### [EXCERPT TO READ]
By Raquel Corona-Parra
The Global Network is working everyday alongside multiple partners around the world to improve the lives of those suffering from NTDs. The Christian Blind Mission (CBM) is a Global Network partner working in Haiti to fight the disabling effects of Lymphatic Filariaris in individuals, as well as to raise awareness about the disease among the general public.
Lymphatic Filariaris (LF), also known as elephantiasis, is an extremely painful, debilitating and disfiguring disease. The disease is caused by the thread-like parasitic filarial worms Wuchereria bancrofti and Brugia malayi, which live in the lymphatic system and can cause extreme swelling (or lymphedema) of the extremities and genitals. LF infection can be treated with a combination of medicines that cost approximately 50 cents per person per year. Symptoms of advanced stages of the disease, lymphedema, can also be addressed with a morbidity management plan.
Just as important as the medicine needed to treat the physical effects of LF is the treatment necessary to alleviate the emotional effects of the disease. Those with severe symptoms are often unable to work because of the physical disability brought on by the disease. Many suffer from social stigma and marginalization as a result of their disfigurement. CBM is working to empower patients of LF through proper self-care guidelines as well as with the psychosocial and emotional support that is vital for their physical and emotional well-being.

### [PROBLEM 1]
Quote the stretch of the article on lymphatic filariasis from "Lymphatic Filariaris (LF), also" through "morbidity management plan.".
### [PROBLEM 2]
Translate this sentence from the article on lymphatic filariasis into Spanish: "Many suffer from social stigma and marginalization as a result of their disfigurement."
The records that come after the article on lymphatic filariasis are separate material with no connection to it.

### [DATA]
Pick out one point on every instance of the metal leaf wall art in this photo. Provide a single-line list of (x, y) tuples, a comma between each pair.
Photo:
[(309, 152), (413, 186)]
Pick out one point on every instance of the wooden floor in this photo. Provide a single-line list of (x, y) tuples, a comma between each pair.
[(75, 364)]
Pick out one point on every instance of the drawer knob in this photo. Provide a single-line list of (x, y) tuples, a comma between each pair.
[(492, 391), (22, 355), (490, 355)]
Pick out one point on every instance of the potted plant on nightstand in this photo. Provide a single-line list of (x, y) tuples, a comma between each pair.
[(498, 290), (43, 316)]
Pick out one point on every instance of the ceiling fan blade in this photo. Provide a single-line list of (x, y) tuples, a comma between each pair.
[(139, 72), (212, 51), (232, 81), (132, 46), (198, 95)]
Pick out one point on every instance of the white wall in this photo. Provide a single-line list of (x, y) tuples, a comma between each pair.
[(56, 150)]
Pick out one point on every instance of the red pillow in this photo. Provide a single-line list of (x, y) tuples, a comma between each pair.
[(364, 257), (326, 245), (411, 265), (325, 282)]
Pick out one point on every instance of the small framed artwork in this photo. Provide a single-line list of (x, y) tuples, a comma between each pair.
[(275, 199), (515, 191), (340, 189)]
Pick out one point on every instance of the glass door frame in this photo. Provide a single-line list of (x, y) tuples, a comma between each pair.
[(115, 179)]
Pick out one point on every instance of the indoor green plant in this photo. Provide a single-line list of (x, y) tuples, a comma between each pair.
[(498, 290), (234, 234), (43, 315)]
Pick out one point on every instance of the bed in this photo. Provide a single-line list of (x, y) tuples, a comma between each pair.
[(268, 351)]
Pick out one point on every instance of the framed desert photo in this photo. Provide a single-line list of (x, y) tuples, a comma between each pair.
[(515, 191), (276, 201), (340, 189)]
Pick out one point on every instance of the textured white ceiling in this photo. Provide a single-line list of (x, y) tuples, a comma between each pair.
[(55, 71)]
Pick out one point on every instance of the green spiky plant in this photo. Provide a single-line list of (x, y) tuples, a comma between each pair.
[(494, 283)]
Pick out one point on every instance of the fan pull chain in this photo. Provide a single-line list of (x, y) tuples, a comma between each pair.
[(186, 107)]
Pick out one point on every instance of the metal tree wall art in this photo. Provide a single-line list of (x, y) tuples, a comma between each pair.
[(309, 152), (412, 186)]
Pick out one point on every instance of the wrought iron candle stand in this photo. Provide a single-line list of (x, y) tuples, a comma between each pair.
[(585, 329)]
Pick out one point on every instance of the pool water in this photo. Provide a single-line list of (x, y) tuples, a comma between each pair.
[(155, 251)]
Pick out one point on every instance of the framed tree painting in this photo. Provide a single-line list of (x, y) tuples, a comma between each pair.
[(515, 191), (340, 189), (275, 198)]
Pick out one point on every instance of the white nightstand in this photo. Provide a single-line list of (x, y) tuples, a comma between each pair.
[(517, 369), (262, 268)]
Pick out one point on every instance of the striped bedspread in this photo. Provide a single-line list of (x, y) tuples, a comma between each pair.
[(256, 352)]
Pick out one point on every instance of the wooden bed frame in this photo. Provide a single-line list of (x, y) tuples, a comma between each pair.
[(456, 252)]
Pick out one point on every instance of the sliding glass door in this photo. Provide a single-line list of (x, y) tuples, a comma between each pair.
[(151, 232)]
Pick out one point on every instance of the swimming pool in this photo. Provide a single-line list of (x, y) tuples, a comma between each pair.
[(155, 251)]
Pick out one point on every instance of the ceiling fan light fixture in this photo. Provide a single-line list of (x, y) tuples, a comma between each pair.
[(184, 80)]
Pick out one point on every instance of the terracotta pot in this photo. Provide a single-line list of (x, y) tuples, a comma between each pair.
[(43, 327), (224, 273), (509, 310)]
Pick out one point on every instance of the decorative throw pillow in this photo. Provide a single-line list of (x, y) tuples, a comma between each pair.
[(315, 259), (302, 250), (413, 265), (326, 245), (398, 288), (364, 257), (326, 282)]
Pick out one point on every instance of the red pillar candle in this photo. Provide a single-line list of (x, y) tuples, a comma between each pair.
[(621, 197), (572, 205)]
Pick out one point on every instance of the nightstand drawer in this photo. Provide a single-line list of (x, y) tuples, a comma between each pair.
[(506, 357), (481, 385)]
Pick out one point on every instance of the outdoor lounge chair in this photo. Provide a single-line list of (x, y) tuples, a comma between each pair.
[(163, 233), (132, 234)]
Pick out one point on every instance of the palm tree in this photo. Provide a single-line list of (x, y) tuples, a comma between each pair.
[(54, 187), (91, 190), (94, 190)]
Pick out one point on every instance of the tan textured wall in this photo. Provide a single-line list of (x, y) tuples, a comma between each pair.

### [ANSWER 1]
Lymphatic Filariaris (LF), also known as elephantiasis, is an extremely painful, debilitating and disfiguring disease. The disease is caused by the thread-like parasitic filarial worms Wuchereria bancrofti and Brugia malayi, which live in the lymphatic system and can cause extreme swelling (or lymphedema) of the extremities and genitals. LF infection can be treated with a combination of medicines that cost approximately 50 cents per person per year. Symptoms of advanced stages of the disease, lymphedema, can also be addressed with a morbidity management plan.

### [ANSWER 2]
Muchos sufren estigma social y marginación como consecuencia de su desfiguración.